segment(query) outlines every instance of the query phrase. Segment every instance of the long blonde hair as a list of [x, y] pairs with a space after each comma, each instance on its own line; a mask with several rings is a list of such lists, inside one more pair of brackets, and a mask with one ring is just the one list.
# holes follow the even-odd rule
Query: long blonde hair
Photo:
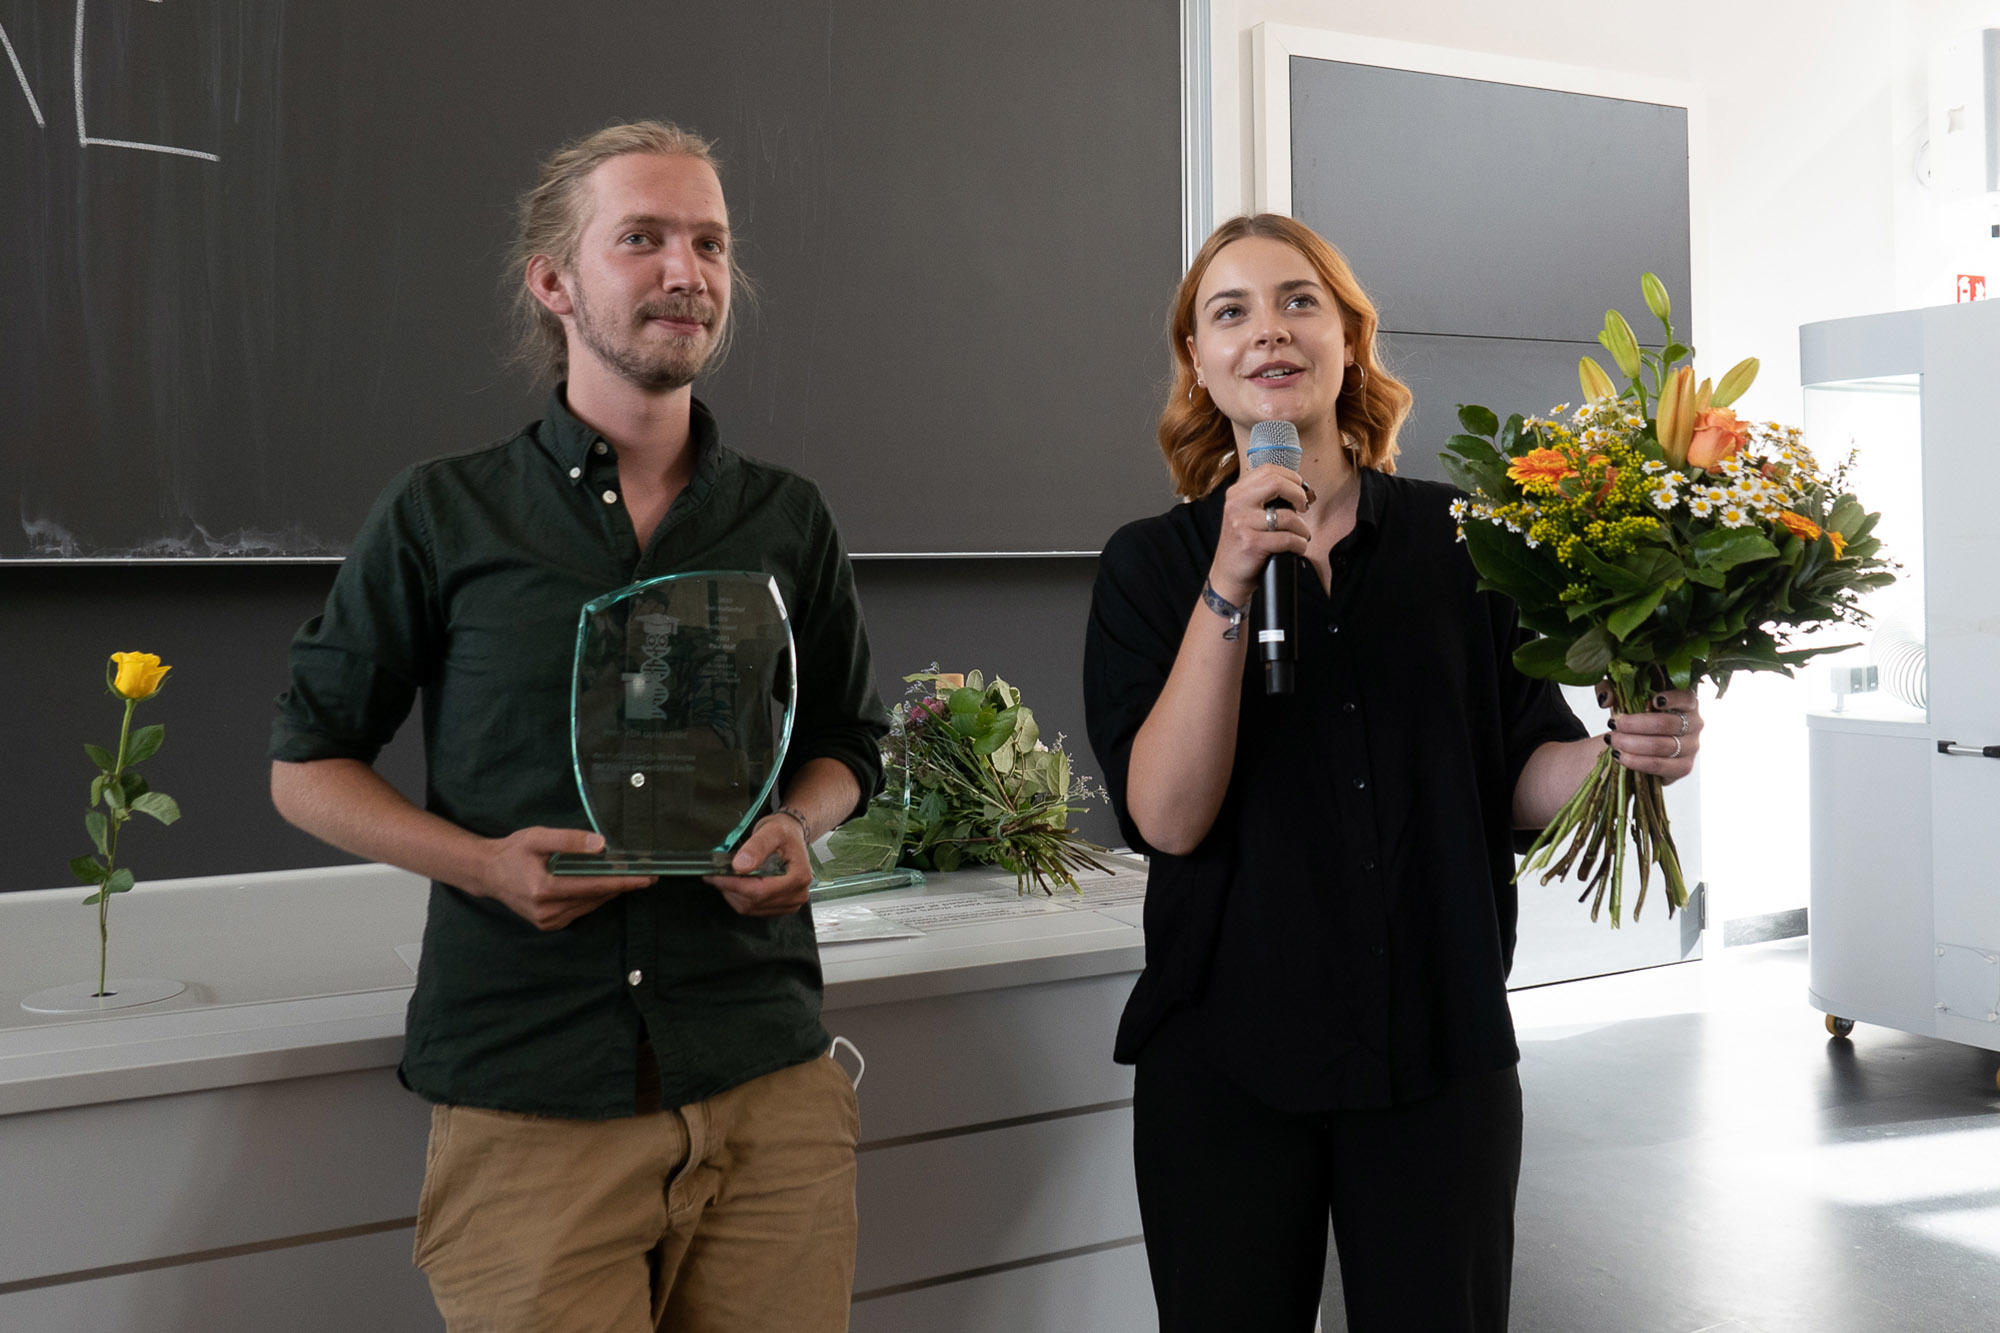
[[1355, 281], [1340, 251], [1311, 227], [1279, 213], [1235, 217], [1217, 227], [1188, 265], [1174, 292], [1167, 321], [1167, 346], [1174, 358], [1172, 386], [1160, 410], [1160, 452], [1167, 457], [1174, 491], [1185, 499], [1207, 495], [1236, 474], [1236, 434], [1208, 390], [1195, 382], [1188, 339], [1194, 333], [1195, 299], [1208, 266], [1222, 248], [1247, 236], [1261, 236], [1305, 256], [1340, 305], [1348, 350], [1358, 373], [1341, 385], [1340, 433], [1359, 467], [1396, 470], [1396, 431], [1410, 414], [1410, 391], [1382, 366], [1375, 353], [1375, 304]]
[[[577, 246], [583, 239], [584, 182], [590, 173], [614, 157], [640, 153], [652, 157], [691, 157], [706, 162], [718, 177], [715, 145], [692, 130], [658, 120], [607, 125], [573, 143], [564, 144], [542, 163], [541, 179], [515, 205], [514, 244], [507, 254], [507, 282], [514, 310], [516, 364], [542, 380], [559, 380], [569, 373], [569, 343], [562, 320], [534, 298], [521, 275], [528, 261], [547, 255], [565, 272], [576, 267]], [[729, 247], [731, 309], [725, 316], [715, 351], [704, 372], [722, 364], [736, 332], [736, 307], [754, 299], [755, 290], [736, 262], [737, 246]]]

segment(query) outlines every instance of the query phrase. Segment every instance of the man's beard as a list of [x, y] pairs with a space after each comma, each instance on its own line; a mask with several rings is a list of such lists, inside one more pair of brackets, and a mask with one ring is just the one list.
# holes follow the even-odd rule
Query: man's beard
[[694, 383], [715, 350], [715, 339], [695, 335], [669, 337], [656, 346], [642, 346], [640, 331], [647, 320], [698, 319], [713, 332], [715, 305], [698, 296], [665, 296], [649, 301], [633, 312], [631, 336], [620, 339], [606, 327], [579, 288], [576, 304], [576, 336], [590, 352], [628, 383], [654, 393], [671, 393]]

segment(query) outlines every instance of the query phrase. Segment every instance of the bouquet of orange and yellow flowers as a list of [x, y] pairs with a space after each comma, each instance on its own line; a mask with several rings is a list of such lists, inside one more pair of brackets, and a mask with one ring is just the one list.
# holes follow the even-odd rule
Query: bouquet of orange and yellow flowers
[[[1720, 694], [1737, 671], [1789, 674], [1851, 646], [1795, 639], [1865, 620], [1861, 594], [1895, 578], [1870, 535], [1881, 516], [1848, 492], [1848, 465], [1828, 473], [1796, 427], [1731, 410], [1756, 378], [1756, 359], [1719, 383], [1697, 382], [1694, 349], [1674, 340], [1666, 288], [1651, 273], [1640, 287], [1663, 345], [1642, 348], [1616, 310], [1598, 335], [1624, 388], [1586, 356], [1573, 413], [1563, 404], [1545, 419], [1502, 423], [1484, 407], [1460, 407], [1466, 433], [1443, 455], [1466, 492], [1454, 512], [1480, 587], [1513, 598], [1540, 636], [1516, 650], [1515, 665], [1570, 685], [1608, 679], [1612, 707], [1624, 713], [1644, 711], [1664, 689], [1709, 680]], [[1607, 753], [1518, 876], [1542, 870], [1546, 884], [1574, 867], [1591, 919], [1608, 895], [1615, 927], [1628, 849], [1638, 861], [1635, 919], [1655, 865], [1668, 913], [1686, 904], [1660, 780]]]

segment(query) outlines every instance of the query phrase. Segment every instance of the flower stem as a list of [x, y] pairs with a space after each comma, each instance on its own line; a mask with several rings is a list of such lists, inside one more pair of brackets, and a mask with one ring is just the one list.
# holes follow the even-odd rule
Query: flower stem
[[[132, 710], [139, 706], [137, 699], [125, 701], [125, 720], [118, 727], [118, 758], [111, 766], [109, 787], [125, 773], [125, 751], [132, 738]], [[104, 998], [105, 969], [111, 957], [111, 872], [118, 868], [118, 830], [125, 826], [122, 811], [125, 808], [125, 789], [118, 789], [118, 804], [111, 806], [111, 817], [104, 831], [104, 883], [97, 886], [97, 994], [94, 999]], [[106, 805], [111, 805], [109, 801]]]

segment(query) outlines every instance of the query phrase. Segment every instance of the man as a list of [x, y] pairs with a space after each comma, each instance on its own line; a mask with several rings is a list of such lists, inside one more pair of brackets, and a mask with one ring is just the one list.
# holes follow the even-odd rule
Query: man
[[[825, 1052], [807, 843], [880, 781], [886, 716], [818, 490], [717, 438], [691, 383], [741, 286], [709, 146], [600, 131], [522, 199], [547, 416], [410, 469], [292, 646], [271, 789], [432, 880], [403, 1082], [436, 1103], [416, 1261], [454, 1328], [845, 1328], [854, 1093]], [[557, 878], [579, 608], [682, 570], [778, 581], [799, 660], [778, 790], [705, 883]], [[370, 767], [417, 694], [426, 808]]]

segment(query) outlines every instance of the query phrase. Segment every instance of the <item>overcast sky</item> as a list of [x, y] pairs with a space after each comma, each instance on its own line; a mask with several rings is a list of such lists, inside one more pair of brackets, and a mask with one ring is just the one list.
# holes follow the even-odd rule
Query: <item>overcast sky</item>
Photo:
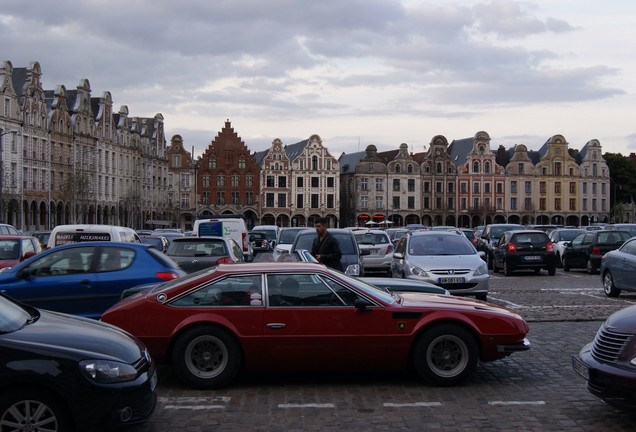
[[252, 151], [318, 134], [336, 158], [491, 148], [636, 152], [633, 0], [2, 0], [0, 60], [90, 81], [198, 156], [226, 119]]

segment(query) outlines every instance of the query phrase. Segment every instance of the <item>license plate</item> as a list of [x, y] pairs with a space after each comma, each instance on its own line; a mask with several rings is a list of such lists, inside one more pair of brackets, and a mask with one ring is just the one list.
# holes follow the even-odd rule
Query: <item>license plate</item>
[[441, 284], [458, 284], [464, 283], [466, 280], [463, 277], [443, 277], [437, 279], [437, 283]]
[[576, 357], [572, 357], [572, 369], [581, 377], [585, 378], [586, 381], [590, 380], [590, 370]]
[[526, 261], [541, 261], [541, 255], [530, 255], [523, 257], [523, 259]]

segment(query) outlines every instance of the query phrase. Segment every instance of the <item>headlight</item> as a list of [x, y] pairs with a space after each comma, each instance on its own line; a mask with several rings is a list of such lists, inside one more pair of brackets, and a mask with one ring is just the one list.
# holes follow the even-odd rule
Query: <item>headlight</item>
[[630, 360], [629, 364], [631, 364], [632, 366], [636, 366], [636, 357], [634, 357], [633, 359]]
[[0, 273], [8, 272], [9, 270], [11, 270], [11, 267], [2, 267]]
[[347, 266], [345, 270], [345, 274], [349, 276], [360, 276], [360, 265], [359, 264], [351, 264]]
[[475, 270], [475, 276], [481, 276], [483, 274], [488, 274], [488, 266], [486, 263], [481, 264], [477, 267], [477, 270]]
[[79, 365], [87, 378], [101, 384], [132, 381], [137, 377], [137, 370], [126, 363], [110, 360], [84, 360]]
[[412, 264], [409, 264], [409, 270], [411, 271], [411, 274], [414, 276], [421, 276], [421, 277], [429, 277], [428, 273], [426, 273], [425, 270], [419, 268], [418, 266], [414, 266]]

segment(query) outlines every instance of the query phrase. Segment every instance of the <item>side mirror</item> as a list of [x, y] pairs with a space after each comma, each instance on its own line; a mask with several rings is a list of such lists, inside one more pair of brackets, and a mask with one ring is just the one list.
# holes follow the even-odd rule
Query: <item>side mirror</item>
[[371, 310], [369, 309], [369, 302], [361, 298], [355, 299], [353, 302], [353, 306], [360, 312], [368, 312]]
[[404, 254], [402, 252], [393, 252], [393, 258], [403, 259]]
[[29, 279], [31, 277], [31, 271], [29, 269], [22, 269], [17, 274], [18, 279]]
[[24, 260], [27, 260], [27, 259], [31, 258], [32, 256], [35, 256], [35, 252], [29, 251], [29, 252], [25, 253], [22, 258], [20, 258], [20, 262], [22, 262]]
[[248, 263], [254, 262], [254, 256], [250, 254], [243, 254], [243, 257], [245, 258], [245, 262], [248, 262]]
[[360, 249], [360, 256], [371, 255], [371, 251], [369, 249]]
[[250, 236], [250, 241], [253, 242], [255, 240], [254, 236]]

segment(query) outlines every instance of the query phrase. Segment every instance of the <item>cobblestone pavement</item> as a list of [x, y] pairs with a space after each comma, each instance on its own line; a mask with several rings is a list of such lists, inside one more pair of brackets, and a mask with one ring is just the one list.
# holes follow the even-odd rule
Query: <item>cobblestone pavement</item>
[[489, 301], [529, 322], [528, 352], [480, 364], [459, 387], [408, 373], [247, 375], [223, 390], [182, 387], [160, 369], [159, 405], [136, 430], [163, 431], [633, 431], [636, 413], [592, 396], [571, 367], [611, 312], [598, 275], [493, 275]]

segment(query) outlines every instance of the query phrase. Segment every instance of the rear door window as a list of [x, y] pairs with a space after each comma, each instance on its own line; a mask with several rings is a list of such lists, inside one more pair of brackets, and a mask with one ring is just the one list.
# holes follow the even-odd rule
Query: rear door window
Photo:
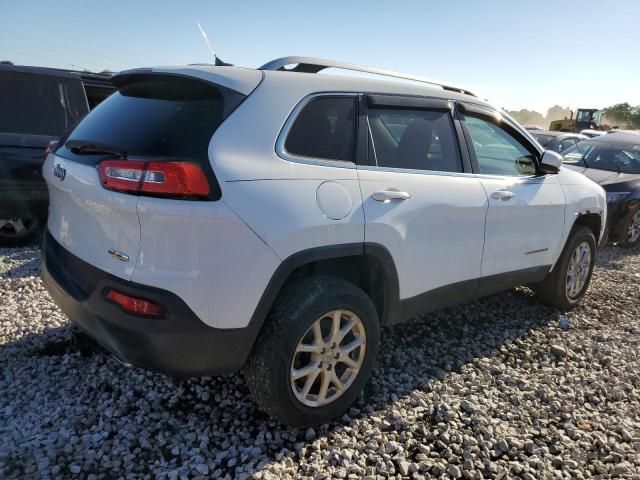
[[451, 114], [404, 108], [369, 108], [369, 128], [378, 167], [461, 172]]
[[353, 162], [355, 117], [355, 97], [315, 98], [294, 120], [284, 148], [291, 155]]
[[88, 111], [80, 79], [0, 71], [0, 132], [60, 136]]

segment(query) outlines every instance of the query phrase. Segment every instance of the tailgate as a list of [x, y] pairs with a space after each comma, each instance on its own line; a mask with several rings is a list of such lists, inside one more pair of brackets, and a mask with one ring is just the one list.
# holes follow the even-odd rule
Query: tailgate
[[131, 280], [140, 246], [138, 197], [102, 188], [94, 165], [54, 154], [42, 173], [49, 187], [51, 235], [85, 262]]

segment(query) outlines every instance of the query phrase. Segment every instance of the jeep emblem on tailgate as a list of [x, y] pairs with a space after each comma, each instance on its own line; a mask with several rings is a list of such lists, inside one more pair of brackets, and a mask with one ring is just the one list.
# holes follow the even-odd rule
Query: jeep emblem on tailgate
[[59, 163], [56, 164], [56, 168], [53, 169], [53, 176], [58, 177], [60, 181], [64, 180], [64, 177], [67, 176], [67, 169], [62, 168]]

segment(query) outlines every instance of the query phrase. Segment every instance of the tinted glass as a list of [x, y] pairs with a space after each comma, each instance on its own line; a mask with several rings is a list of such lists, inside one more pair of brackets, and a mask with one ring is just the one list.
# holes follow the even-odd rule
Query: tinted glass
[[640, 144], [616, 144], [585, 140], [567, 149], [564, 161], [621, 173], [640, 173]]
[[207, 159], [213, 133], [241, 98], [205, 82], [146, 77], [105, 99], [67, 140], [108, 145], [129, 157]]
[[531, 135], [533, 135], [533, 138], [535, 138], [538, 141], [538, 143], [543, 147], [555, 138], [553, 135], [544, 135], [541, 133], [534, 133], [534, 132], [531, 132]]
[[370, 108], [379, 167], [460, 172], [460, 152], [448, 112]]
[[509, 176], [535, 173], [533, 152], [505, 129], [479, 117], [467, 116], [465, 123], [480, 173]]
[[584, 152], [586, 151], [586, 145], [583, 144], [585, 144], [585, 142], [580, 142], [562, 152], [562, 163], [585, 167]]
[[293, 155], [352, 162], [355, 150], [355, 98], [321, 97], [298, 114], [285, 142]]
[[0, 72], [0, 132], [60, 136], [87, 111], [79, 79]]
[[560, 142], [560, 145], [558, 145], [558, 151], [562, 152], [567, 148], [574, 146], [576, 142], [577, 140], [575, 138], [566, 138]]

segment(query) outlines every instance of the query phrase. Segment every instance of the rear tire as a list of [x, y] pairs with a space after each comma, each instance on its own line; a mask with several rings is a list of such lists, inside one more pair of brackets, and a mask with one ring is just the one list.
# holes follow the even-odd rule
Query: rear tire
[[0, 246], [20, 247], [37, 240], [44, 221], [40, 218], [0, 219]]
[[540, 301], [561, 310], [574, 307], [589, 288], [595, 255], [593, 232], [584, 226], [574, 227], [553, 271], [534, 286]]
[[379, 331], [373, 302], [355, 285], [330, 276], [295, 281], [276, 300], [245, 366], [249, 390], [287, 425], [326, 423], [369, 379]]
[[631, 210], [622, 220], [618, 246], [632, 248], [640, 244], [640, 207]]

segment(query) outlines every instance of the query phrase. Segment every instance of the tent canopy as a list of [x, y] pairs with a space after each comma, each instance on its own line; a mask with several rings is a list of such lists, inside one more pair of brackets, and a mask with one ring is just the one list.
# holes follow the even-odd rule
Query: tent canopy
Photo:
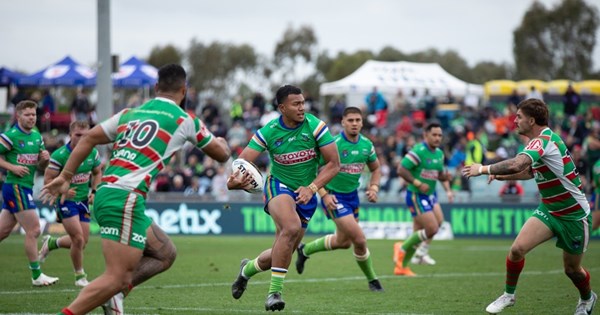
[[12, 71], [8, 68], [0, 68], [0, 86], [6, 86], [11, 83], [16, 83], [17, 80], [25, 75], [19, 72]]
[[66, 56], [59, 62], [30, 76], [18, 79], [18, 85], [94, 86], [96, 73]]
[[157, 80], [158, 70], [136, 57], [122, 63], [119, 72], [113, 74], [113, 86], [121, 88], [153, 86]]
[[368, 60], [349, 76], [321, 84], [321, 95], [350, 93], [366, 94], [374, 87], [383, 93], [396, 94], [401, 90], [408, 95], [412, 90], [423, 94], [426, 89], [433, 96], [483, 95], [481, 85], [464, 82], [444, 70], [437, 63], [386, 62]]

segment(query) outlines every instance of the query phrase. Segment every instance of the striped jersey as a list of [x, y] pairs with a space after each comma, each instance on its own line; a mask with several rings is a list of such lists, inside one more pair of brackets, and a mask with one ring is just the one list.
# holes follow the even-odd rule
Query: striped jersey
[[286, 127], [281, 116], [271, 120], [256, 131], [248, 146], [258, 152], [269, 151], [271, 176], [296, 190], [317, 177], [319, 148], [332, 142], [325, 122], [306, 113], [295, 128]]
[[101, 127], [114, 142], [103, 184], [142, 194], [186, 141], [203, 148], [213, 139], [198, 118], [160, 97], [120, 111]]
[[[431, 195], [435, 192], [439, 174], [444, 171], [444, 152], [440, 148], [431, 150], [427, 143], [421, 142], [404, 156], [401, 164], [414, 178], [429, 185], [427, 195]], [[421, 193], [412, 183], [408, 184], [408, 190]]]
[[23, 177], [8, 171], [6, 183], [33, 188], [38, 155], [40, 151], [46, 150], [40, 132], [36, 128], [25, 132], [17, 123], [5, 133], [0, 134], [0, 144], [2, 144], [0, 145], [0, 154], [4, 155], [6, 162], [12, 165], [25, 166], [29, 169], [29, 174]]
[[[73, 152], [73, 149], [71, 148], [70, 142], [56, 149], [50, 156], [48, 168], [60, 173], [63, 167], [65, 167], [65, 164], [67, 164], [71, 152]], [[98, 154], [98, 150], [94, 148], [85, 160], [83, 160], [83, 163], [79, 165], [77, 171], [75, 171], [75, 174], [71, 178], [70, 188], [75, 189], [75, 196], [69, 200], [84, 201], [88, 199], [92, 170], [98, 166], [100, 166], [100, 155]]]
[[348, 140], [344, 132], [334, 139], [340, 154], [340, 172], [325, 185], [325, 188], [341, 193], [353, 192], [360, 185], [359, 180], [365, 165], [377, 160], [375, 147], [371, 140], [361, 134], [356, 142]]
[[590, 212], [579, 173], [562, 139], [550, 128], [531, 139], [523, 152], [531, 158], [542, 206], [555, 217], [580, 220]]

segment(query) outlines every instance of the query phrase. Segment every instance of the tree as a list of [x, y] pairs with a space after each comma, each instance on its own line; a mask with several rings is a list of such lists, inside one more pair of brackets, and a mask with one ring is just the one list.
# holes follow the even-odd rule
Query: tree
[[317, 36], [310, 26], [301, 26], [295, 30], [288, 27], [283, 33], [283, 38], [277, 42], [273, 54], [273, 63], [280, 70], [285, 82], [299, 81], [296, 77], [296, 68], [304, 63], [314, 69], [314, 59], [317, 56]]
[[589, 78], [599, 23], [598, 9], [584, 0], [563, 0], [551, 10], [534, 2], [513, 33], [517, 78]]
[[181, 64], [183, 53], [173, 45], [165, 47], [154, 46], [148, 57], [148, 64], [160, 68], [166, 64]]
[[215, 41], [207, 46], [194, 39], [188, 49], [188, 62], [192, 68], [188, 81], [198, 91], [222, 94], [229, 88], [235, 89], [236, 75], [254, 70], [257, 59], [250, 45]]
[[496, 64], [491, 61], [477, 63], [471, 70], [473, 83], [483, 84], [491, 80], [504, 80], [512, 77], [513, 68], [506, 63]]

YOUR TASK:
Lines with the word "tent": report how many there are in the entries, as a bare number.

WORKED SOLUTION:
2